_Source document_
+-------+

The community was founded in 1902 and named after pioneer area planter Joseph Torras. Joseph Torras was born in Barcelona, Spain in 1820. He immigrated to the United States as a young man. Before settling in Pointe Coupee in 1845, he had lived in Natchez, Mississippi and Van Buren, Arkansas. He and his brother purchased the plantation of Bennet Barton Simmes and opened the firm of M & J Torras.
The town of Torras was expected to develop into an important shipping and rail center, due to its excellent location. Disaster struck, however, on May 1, 1912, when the levee in front of the town gave way during the great Mississippi River flood of that year. The community was virtually destroyed as the flood waters poured south through Pointe Coupee Parish as well as into West Baton Rouge, Iberville and Assumption Parishes. Some 17,000 residents of Pointe Coupee were forced from their homes and at least 28 persons drowned, principally in the Lettsworth, Batchelor and Erwinwille communities to the south of Torras.

+-------+

_Task list_
a) From the text on the history of Torras, list every parish that the 1912 flood waters reached.
b) Rewrite the paragraph of the Torras history that begins "The town of Torras was expected" as a short bulleted list that keeps its main facts.
c) Carry the Torras history forward, beginning right after its final sentence.

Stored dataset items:

+-------+

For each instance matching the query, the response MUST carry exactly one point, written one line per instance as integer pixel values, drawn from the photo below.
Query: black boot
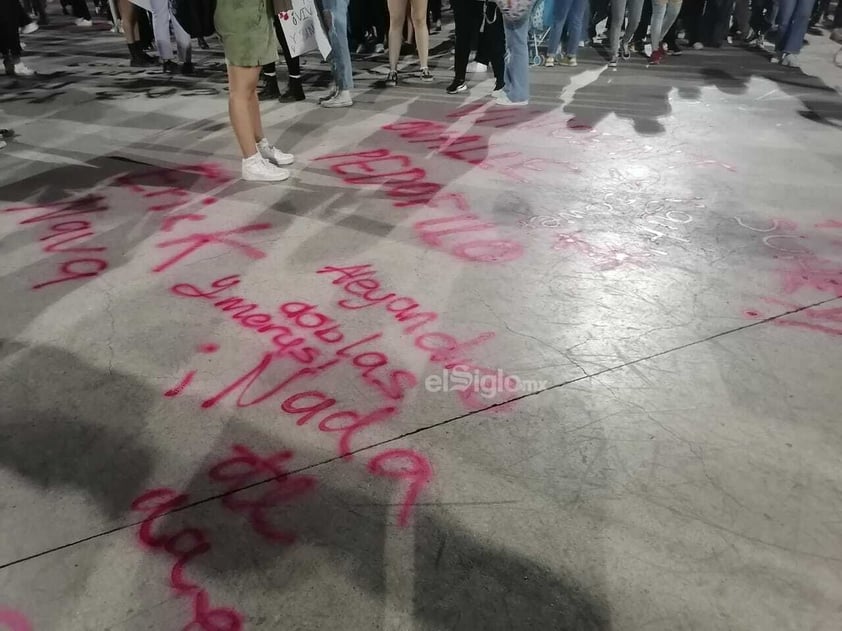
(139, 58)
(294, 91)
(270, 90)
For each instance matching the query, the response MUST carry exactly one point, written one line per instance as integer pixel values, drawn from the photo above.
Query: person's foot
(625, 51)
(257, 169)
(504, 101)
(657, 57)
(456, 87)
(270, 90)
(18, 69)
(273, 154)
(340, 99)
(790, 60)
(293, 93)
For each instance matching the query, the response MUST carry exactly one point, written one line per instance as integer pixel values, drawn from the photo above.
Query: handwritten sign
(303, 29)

+-------+

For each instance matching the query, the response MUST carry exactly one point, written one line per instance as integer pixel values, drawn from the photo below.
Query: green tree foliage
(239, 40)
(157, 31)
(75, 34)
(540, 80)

+-------+

_Answers to the tasks_
a)
Pointe Coupee Parish
West Baton Rouge Parish
Iberville Parish
Assumption Parish

b)
- Torras's excellent location was expected to make it an important shipping and rail center.
- On May 1, 1912, during the great Mississippi River flood, the levee in front of the town gave way.
- The town was virtually destroyed as flood waters poured south through Pointe Coupee Parish and into West Baton Rouge, Iberville and Assumption Parishes.
- About 17,000 Pointe Coupee residents were forced from their homes.
- At least 28 people drowned, mostly in the Lettsworth, Batchelor and Erwinwille communities south of Torras.

c)
The community of Torras was moderately rebuilt and withstood the high water of the Great Flood of 1927, when a levee break occurred nearby at the McCrea community on the east bank of the Atchafalaya River. With the relocation of the railroad in later years, however, the community of Torras ceased to exist and there are no buildings left to mark its former location.